Bu yazıyı, geçtiğimiz hafta 5Harfliler’de Öznur Karakaş çevirisiyle yayımlanan Leah Fessler’in “Oyunun Bir Parçası Olmak: Takılma Kültürü” başlıklı yazısı ve yazının sosyal medyada yarattığı tartışmalardan yola çıkarak yazıyoruz. Bir süredir Türkiye feminist hareketinde cinsel özgürlük kavramının heteroseksüel ilişkilerde erkekler tarafından manipüle edilerek, çıkarlarına uygun şekilde kurgulanması gerçeğine karşı önemli bir tartışma yürütülüyor. 2014 yılında bir grup feministin, kendine özellikle sol çevrelerde alan bulan ve bu çevrelerde belli bir repütasyona sahip olan erkeklerin, “gizli çok eşlilik” yoluyla birden fazla kadını suistimal ettiğine dair yazısı (Dar Alanda Kısa Paslaşmalar) bu alanda anlamlı bir ilk adımdı. Zira bu yazı, flört şiddetinin feminizm destekçisi olduğunu söyleyen erkekler tarafından ne denli rahat uygulandığını ifşa ediyor ve buna karşı özgürlükçü bir tartışma açma kaygısı barındırıyordu. Geçtiğimiz hafta yayımlanan Takılma Kültürü yazısı/çevirisi ise, kadınları güçlendirmekten, ilişkiler üzerine düşünmek için yeni yollar sunmaktan ve ilişkilerdeki psikolojik erkek şiddetini kapsamlı bir biçimde yorumlamaktan çok uzak. Bu yüzden yazının açık veya örtük olarak ürettiği söylemlere yakından bakmak ve “takılma” meselesini doğru biçimde tartışmanın yollarını birlikte düşünmek istedik.
Öncellikle yazı, tarafların birden fazla cinsel ve/veya romantik partnere sahip olduğu ilişki türlerinin hepsini -farklı kişilerle bir kez görüşülen cinsel pratiklerden, birden fazla aşıkla duygusal yakınlık kurulan uzun süreli ilişkilere- çok eşlilik çatısında sayabileceğimiz ilişki biçimlerini tek bir terminolojiye hapsederek bu konuda yapılabilecek çeşitli tartışmaların önünü kapatıyor. Halen tek eşliliğin, üremenin, evliliğin ve heteroseksizmin toplumun tüm kesimlerinde ciddi bir baskı aracı olarak kullanıldığı patriyarkal toplumda, bu ilişki biçimleri dışındaki romantik/cinsel birlikteliklerin özgürlükçü potansiyeli üzerine konuşmanın, tek eşli pratikleri yeğleyen kadınlara karşı bir muhafazakarlık suçlaması anlamına gelmesi fikri ise çok endişe verici. Aynı zamanda, yazarın kendi ve görüştüğü insanların deneyimleri üzerinden yaptığı takılma kültürü tanımı, koskoca cinsel tatmin dünyasını sıkıştırdığı kutu, yarattığı takılma kültürü-bağlılık içeren ilişki ikililiği ve takılan kadınlara atadığı duygu dünyası sadece muhafazakâr değil aynı zamanda özcü.

━━━━━━━━━━━━━━━━━━━━━━━━━━━━━━

Yapılacak çalışmalar:
- 1) Belge metninde "Öncellikle yazı" sözleriyle başlayan paragrafı, temel bilgilerini koruyarak daha kısa biçimde yeniden yazın.
- 2) Aşağıda "Kaydedilmiş veriler" başlığı altında yer alan satırların tamamını, hiçbir değişiklik yapmadan yeniden yazın.
Belge metni ile satırlar birbirinden farklı kaynaklardan alınmıştır.

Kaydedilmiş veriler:
━━━━━━━━━━━━━━━━━━━━━━━━━━━━━━

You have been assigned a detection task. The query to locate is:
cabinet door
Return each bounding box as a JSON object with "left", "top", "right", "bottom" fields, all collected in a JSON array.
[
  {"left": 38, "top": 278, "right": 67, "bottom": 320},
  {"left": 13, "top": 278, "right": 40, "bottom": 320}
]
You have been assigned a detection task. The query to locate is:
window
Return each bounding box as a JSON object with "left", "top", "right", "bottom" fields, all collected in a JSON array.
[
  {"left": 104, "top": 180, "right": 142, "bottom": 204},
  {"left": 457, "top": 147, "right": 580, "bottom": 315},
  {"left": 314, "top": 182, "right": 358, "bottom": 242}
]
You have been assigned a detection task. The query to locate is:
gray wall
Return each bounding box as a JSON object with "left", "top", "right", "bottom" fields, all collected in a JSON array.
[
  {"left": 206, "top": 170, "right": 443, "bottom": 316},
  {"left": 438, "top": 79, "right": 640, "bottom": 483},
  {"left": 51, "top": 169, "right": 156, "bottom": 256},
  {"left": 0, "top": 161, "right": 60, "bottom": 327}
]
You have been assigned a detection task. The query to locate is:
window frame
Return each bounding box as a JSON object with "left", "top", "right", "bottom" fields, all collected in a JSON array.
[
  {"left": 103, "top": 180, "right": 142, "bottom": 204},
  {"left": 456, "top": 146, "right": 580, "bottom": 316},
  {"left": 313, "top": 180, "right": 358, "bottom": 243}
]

━━━━━━━━━━━━━━━━━━━━━━━━━━━━━━

Alıştırma yanıtları:
- 1) Takılma Kültürü yazısı, tek seferlik cinsel buluşmalardan birden fazla kişiyle sürdürülen uzun süreli duygusal ilişkilere kadar çok eşlilik çatısında sayılabilecek bütün ilişki biçimlerini tek bir terime sıkıştırıyor. Böylece bu konudaki tartışmaların önünü kapatıyor. Tek eşlilik, üreme, evlilik ve heteroseksizm patriyarkal toplumda hâlâ baskı aracı olarak kullanılıyor. Bu ortamda, bunların dışındaki birlikteliklerin özgürlükçü potansiyelini konuşmanın tek eşliliği seçen kadınları muhafazakârlıkla suçlamak anlamına geldiği fikri çok endişe verici bulunuyor. Yazarın kendi deneyimlerinden ve görüştüğü kişilerin deneyimlerinden yola çıkan takılma kültürü tanımı da eleştiriliyor. Bu tanımın cinsel tatmini bir kutuya sıkıştırması, takılma kültürü ile bağlılık içeren ilişki arasında kurduğu ikilik ve takılan kadınlara yüklediği duygu dünyası hem muhafazakâr hem de özcü olarak değerlendiriliyor.

- 2)
You have been assigned a detection task. The query to locate is:
cabinet door
Return each bounding box as a JSON object with "left", "top", "right", "bottom" fields, all collected in a JSON array.
[
  {"left": 38, "top": 278, "right": 67, "bottom": 320},
  {"left": 13, "top": 278, "right": 40, "bottom": 320}
]
You have been assigned a detection task. The query to locate is:
window
Return each bounding box as a JSON object with "left", "top", "right", "bottom" fields, all collected in a JSON array.
[
  {"left": 104, "top": 180, "right": 142, "bottom": 204},
  {"left": 457, "top": 147, "right": 580, "bottom": 315},
  {"left": 314, "top": 182, "right": 358, "bottom": 242}
]
You have been assigned a detection task. The query to locate is:
gray wall
Return each bounding box as a JSON object with "left", "top", "right", "bottom" fields, all collected in a JSON array.
[
  {"left": 206, "top": 170, "right": 443, "bottom": 316},
  {"left": 438, "top": 79, "right": 640, "bottom": 483},
  {"left": 51, "top": 169, "right": 156, "bottom": 256},
  {"left": 0, "top": 161, "right": 60, "bottom": 327}
]
You have been assigned a detection task. The query to locate is:
window frame
Return each bounding box as a JSON object with "left", "top", "right", "bottom" fields, all collected in a JSON array.
[
  {"left": 103, "top": 180, "right": 142, "bottom": 204},
  {"left": 456, "top": 146, "right": 580, "bottom": 316},
  {"left": 313, "top": 180, "right": 358, "bottom": 243}
]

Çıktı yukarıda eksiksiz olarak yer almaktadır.